■ Challenge
Copy every one of the following items word for word, keeping each line as it appears.

####

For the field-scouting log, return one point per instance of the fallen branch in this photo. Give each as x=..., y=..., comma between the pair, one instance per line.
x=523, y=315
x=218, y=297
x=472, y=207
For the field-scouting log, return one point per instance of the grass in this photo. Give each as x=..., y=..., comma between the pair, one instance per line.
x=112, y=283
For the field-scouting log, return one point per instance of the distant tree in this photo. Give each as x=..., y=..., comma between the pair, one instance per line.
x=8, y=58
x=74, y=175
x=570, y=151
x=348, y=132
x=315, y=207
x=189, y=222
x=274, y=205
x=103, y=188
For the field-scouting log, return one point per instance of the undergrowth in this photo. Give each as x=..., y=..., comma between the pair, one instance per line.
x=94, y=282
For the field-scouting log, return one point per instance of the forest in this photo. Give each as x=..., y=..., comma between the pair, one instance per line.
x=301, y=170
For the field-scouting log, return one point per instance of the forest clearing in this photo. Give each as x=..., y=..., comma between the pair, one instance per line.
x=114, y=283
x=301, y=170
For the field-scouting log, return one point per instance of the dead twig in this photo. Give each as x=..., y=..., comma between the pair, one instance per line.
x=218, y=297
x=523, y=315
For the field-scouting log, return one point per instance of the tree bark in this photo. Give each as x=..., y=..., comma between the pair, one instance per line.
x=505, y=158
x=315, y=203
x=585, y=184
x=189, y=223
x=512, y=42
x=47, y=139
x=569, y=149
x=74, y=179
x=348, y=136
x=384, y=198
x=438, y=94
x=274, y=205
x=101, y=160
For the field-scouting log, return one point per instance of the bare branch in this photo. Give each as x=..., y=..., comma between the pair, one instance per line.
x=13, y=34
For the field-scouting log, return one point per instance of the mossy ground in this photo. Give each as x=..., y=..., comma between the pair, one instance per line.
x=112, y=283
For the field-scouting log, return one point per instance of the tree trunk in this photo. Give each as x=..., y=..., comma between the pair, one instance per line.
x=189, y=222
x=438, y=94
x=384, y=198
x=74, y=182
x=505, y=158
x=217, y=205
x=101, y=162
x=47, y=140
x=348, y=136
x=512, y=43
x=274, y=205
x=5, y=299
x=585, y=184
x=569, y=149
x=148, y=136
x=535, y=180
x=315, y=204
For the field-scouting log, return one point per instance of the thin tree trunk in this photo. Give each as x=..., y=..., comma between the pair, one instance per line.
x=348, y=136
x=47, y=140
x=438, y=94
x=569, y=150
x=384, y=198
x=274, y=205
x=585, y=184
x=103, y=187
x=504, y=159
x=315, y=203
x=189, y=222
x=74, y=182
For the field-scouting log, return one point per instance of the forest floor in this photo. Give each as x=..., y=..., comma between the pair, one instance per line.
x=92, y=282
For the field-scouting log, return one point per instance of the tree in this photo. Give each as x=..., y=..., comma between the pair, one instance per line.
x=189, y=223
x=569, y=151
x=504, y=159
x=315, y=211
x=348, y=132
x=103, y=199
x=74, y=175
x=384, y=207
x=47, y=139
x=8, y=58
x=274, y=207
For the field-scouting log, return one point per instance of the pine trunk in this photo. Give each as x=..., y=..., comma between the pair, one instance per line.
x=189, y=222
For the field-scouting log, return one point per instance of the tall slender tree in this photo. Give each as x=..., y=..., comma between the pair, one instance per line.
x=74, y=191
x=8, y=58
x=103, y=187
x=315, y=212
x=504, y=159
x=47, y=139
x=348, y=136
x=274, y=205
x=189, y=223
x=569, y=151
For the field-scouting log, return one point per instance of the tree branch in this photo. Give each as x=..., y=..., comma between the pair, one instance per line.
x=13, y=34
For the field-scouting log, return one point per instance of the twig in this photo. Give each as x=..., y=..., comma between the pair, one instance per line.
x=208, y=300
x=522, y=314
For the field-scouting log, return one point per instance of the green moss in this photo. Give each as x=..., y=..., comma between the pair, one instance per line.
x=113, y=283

####

■ Written response
For the field-scouting log, return one point per instance of the fallen branch in this photo. Give each as x=..., y=..., comma between the pair, one instance per line.
x=523, y=315
x=218, y=297
x=472, y=207
For the field-scouting log, return one point per instance of the grass in this photo. Give each as x=..., y=..., comma between the pair, one instance per line.
x=112, y=283
For the field-scouting log, return one point per instance of the distant tree in this photo. Give each as x=..., y=..., comma between the pair, one instance per line.
x=8, y=58
x=74, y=175
x=570, y=151
x=348, y=132
x=315, y=207
x=189, y=222
x=274, y=205
x=103, y=188
For the field-scouting log, return one point per instance of the undergrowth in this photo. Give each as x=..., y=..., comma between the pair, one instance per line.
x=94, y=282
For the field-scouting log, return one point per instance of the forest in this photo. Give each as x=..., y=..., comma between the pair, one instance per line.
x=301, y=170
For the field-scouting log, return one point per instance of the forest clearing in this photo. Give each as x=..., y=..., comma between the pair, one instance per line.
x=114, y=283
x=301, y=170
For the field-scouting log, return one point per instance of the dead twig in this photo. Give each as x=..., y=..., comma between the pair, one instance per line.
x=218, y=297
x=523, y=315
For the field-scouting log, return one point per instance of the tree bark in this photo. Give each as x=..., y=..., comma between the pair, one instance per line.
x=505, y=158
x=315, y=203
x=585, y=184
x=189, y=223
x=512, y=42
x=47, y=139
x=569, y=149
x=74, y=179
x=348, y=136
x=384, y=198
x=438, y=94
x=274, y=205
x=101, y=160
For the field-scouting log, return one point per instance of the bare branch in this photo. Give each as x=..., y=..., comma between the pair, one instance per line.
x=13, y=34
For the field-scouting log, return one point per instance of the mossy ground in this photo. Give each as x=..., y=..., comma between the pair, one instance per line.
x=112, y=283
For the field-scouting log, return one point per instance of the tree trunk in this photo. Give each as x=..., y=..., comma between the pair, one instance per line.
x=189, y=222
x=438, y=94
x=384, y=198
x=74, y=182
x=505, y=158
x=217, y=205
x=101, y=162
x=47, y=140
x=348, y=136
x=512, y=43
x=274, y=205
x=5, y=299
x=585, y=184
x=569, y=149
x=148, y=136
x=535, y=180
x=315, y=204
For the field-scouting log, return one point per instance of the thin tree trunk in this photo. Give each as x=..., y=..., comma between the pair, one instance per line.
x=348, y=136
x=47, y=140
x=438, y=94
x=569, y=150
x=384, y=198
x=274, y=205
x=585, y=184
x=103, y=187
x=504, y=159
x=315, y=203
x=189, y=222
x=74, y=182
For the field-scouting log, return one point per instance of the forest floor in this photo. Give each as x=..., y=..., comma between the pair, one instance per line.
x=92, y=282
For the field-scouting log, return one point per instance of the tree in this photo. Give each as x=..., y=..., comma between the pair, one instance per line.
x=189, y=223
x=569, y=151
x=504, y=159
x=315, y=211
x=348, y=132
x=103, y=199
x=74, y=175
x=384, y=207
x=47, y=139
x=8, y=58
x=274, y=207
For the field-scouting log, return one point per instance of the pine trunk in this photo. Give each as x=..., y=..., comma between the pair, one instance per line.
x=189, y=222
For the field-scouting log, return one point per instance of the tall slender tree in this photo. Give each as x=..., y=..., comma between the pair, one instance per line.
x=74, y=191
x=8, y=58
x=103, y=187
x=315, y=212
x=504, y=159
x=47, y=139
x=348, y=136
x=274, y=205
x=189, y=223
x=569, y=151
For the field-scouting log, return one point per instance of the tree branch in this photo. Give each as x=..., y=..., comma between the pair, one instance per line.
x=13, y=34
For the field-scouting log, return one point per instance of the twig in this photo. Give each as x=..., y=..., comma between the pair, one instance per line.
x=208, y=300
x=522, y=314
For the field-scouting log, return one point per instance of the green moss in this photo. Give each as x=..., y=..., comma between the pair, one instance per line.
x=113, y=283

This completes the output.